**Görev ayrıntıları**
Aşağıdaki kayıtların hepsini hiçbir şeyi değiştirmeden yeniden yazın, resimleri ise dışarıda bırakın.

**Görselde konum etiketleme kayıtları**
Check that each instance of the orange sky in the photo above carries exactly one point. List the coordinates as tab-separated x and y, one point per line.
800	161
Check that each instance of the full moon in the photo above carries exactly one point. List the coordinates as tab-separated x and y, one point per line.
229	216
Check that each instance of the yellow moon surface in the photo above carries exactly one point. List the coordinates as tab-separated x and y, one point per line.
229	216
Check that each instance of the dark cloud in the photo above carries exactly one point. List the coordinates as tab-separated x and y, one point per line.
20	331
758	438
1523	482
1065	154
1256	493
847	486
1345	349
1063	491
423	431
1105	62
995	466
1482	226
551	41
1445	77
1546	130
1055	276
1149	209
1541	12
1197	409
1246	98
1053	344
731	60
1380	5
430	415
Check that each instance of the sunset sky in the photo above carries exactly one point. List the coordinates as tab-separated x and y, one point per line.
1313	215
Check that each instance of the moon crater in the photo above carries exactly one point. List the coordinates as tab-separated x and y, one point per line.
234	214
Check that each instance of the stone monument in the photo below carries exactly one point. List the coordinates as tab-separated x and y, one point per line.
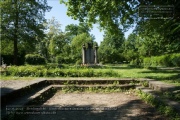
89	55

**Çözüm aşağıda**
Check that each instance of the orange sky in the photo above carries exactly one point. List the coordinates as tab-separated x and y, one point per line.
800	161
Check that each instance of the full moon in the photo above carries exactly one point. List the coordinates as tab-separated x and y, one point per line.
229	216
Check that each instance of the yellow moon surface in the photo above carries exactly one point. List the coordinates as tab-separated x and y, one point per line.
229	216
Check that each instance of the dark cloud in the photo above carries exactly one point. List the coordinates as tab-separated x and y, one point per line.
20	331
758	438
1523	482
1065	154
1256	493
847	486
1345	349
1063	491
423	431
1105	62
995	466
1482	226
551	41
1445	77
1546	130
1055	276
1149	209
1541	12
1197	409
1246	98
1053	344
731	60
1380	5
430	415
Check that each instance of the sunset sky in the photo above carries exactly one point. List the coordinates as tab-separated x and y, one point per line.
1313	215
Check that each instance of the moon crater in the photo above carries exactly one point. List the coordinates as tab-separated x and y, one point per line.
234	214
Check that each instance of the stone monument in the photo below carries exactly one point. List the coordinates as tab-separated x and y, one point per line.
89	55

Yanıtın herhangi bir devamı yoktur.